* [PROMPT]
Rewrite the entries below, changing "innermost point" to "most central point" wherever it occurs and leaving everything else untouched. Omit the pictures from your version.

* [RECORDS SUPPLIED]
┌──

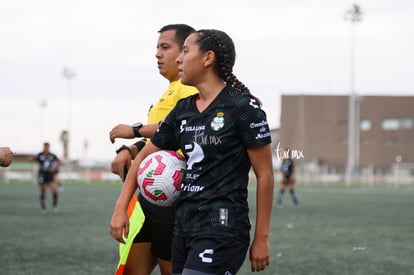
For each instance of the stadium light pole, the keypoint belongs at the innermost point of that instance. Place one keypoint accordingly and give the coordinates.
(42, 106)
(69, 74)
(354, 15)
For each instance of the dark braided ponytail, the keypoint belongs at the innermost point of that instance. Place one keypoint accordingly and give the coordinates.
(223, 47)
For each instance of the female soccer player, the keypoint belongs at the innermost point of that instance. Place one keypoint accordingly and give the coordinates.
(222, 132)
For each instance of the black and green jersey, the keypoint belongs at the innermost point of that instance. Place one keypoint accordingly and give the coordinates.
(213, 200)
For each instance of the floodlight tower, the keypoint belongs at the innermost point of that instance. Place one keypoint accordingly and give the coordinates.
(68, 74)
(354, 15)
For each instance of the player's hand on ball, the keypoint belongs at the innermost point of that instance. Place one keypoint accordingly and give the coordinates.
(120, 162)
(6, 156)
(121, 131)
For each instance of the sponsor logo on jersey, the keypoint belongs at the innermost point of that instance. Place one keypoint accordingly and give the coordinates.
(204, 256)
(253, 103)
(218, 122)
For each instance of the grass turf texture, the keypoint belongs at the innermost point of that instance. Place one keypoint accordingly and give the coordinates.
(336, 230)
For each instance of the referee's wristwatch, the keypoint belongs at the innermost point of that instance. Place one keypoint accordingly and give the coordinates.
(136, 127)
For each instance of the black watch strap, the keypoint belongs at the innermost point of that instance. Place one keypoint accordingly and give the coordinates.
(123, 147)
(136, 127)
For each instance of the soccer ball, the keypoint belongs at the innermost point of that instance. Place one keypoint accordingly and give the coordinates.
(159, 177)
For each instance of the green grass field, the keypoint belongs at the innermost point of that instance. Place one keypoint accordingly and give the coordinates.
(336, 230)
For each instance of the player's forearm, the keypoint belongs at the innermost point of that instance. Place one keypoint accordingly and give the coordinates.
(264, 202)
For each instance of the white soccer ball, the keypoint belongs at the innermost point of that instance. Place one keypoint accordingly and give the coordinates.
(159, 177)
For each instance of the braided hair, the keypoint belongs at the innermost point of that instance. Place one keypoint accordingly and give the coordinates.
(223, 47)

└──

* [ANSWER IN FULL]
For each instance of the stadium light pole, the keypoint belongs at the most central point of that instance. Place one keypoint accordingly and give the coordinates.
(42, 106)
(69, 74)
(354, 15)
For each instance of the dark braided ponytail, the keypoint belongs at the most central point of that instance. Place one keypoint accordingly and give the coordinates.
(223, 47)
For each instance of the female soccer player, the keypoint belongs at the most central point of that instance. Place one keypoint accordingly and give the coordinates.
(222, 132)
For each instance of the black and green jersey, the keypoint belongs at the most central point of that instance. Place one keypoint accordingly and give the coordinates.
(213, 200)
For each instance of the floodlight tower, the keypoint belongs at the most central point of that instance. Place one keypoint accordingly and give the coordinates.
(68, 74)
(354, 15)
For each instance of the player's hand on ball, the keypoint belongs at the most central point of that instance. Place one keypoint accordingly and give the coordinates.
(120, 162)
(6, 156)
(121, 131)
For each instance of the sponsor logo on jersey, the keypoint belongs at the most central point of that instance. Place one keypoint accordingly and give the coordinates.
(204, 256)
(253, 103)
(218, 122)
For each instance of the grass turf texture, the keypoint belongs at the most central point of that instance. Place one keypoint accordingly and give the coordinates.
(336, 230)
For each instance of the referee's wristwatch, the keypoint belongs at the most central point of that instance. Place one keypoint accordingly and give the coordinates.
(136, 127)
For each instance of the black watch strap, the keypoint belongs at the most central point of that instance. Place one keypoint accordingly and give the coordinates.
(123, 147)
(136, 127)
For each instance of the soccer ball, the keypoint belongs at the most central point of that instance. Place one keypoint accordingly and give the coordinates.
(159, 177)
For each instance of the green grass field, the keypoint belongs at the most central point of that instance. Place one keypoint accordingly and give the coordinates.
(336, 230)
For each instance of the player's forearm, the keypoint belongs at the most central point of that instance. Place one keypoint accordingly and give the coordinates.
(264, 202)
For each instance of the white soccer ball, the keypoint belongs at the most central point of that instance. Place one keypoint accordingly and give the coordinates.
(159, 177)
For each instance of the braided hair, the keypoint belongs at the most central point of that instance. Place one keypoint accordingly and give the coordinates.
(223, 47)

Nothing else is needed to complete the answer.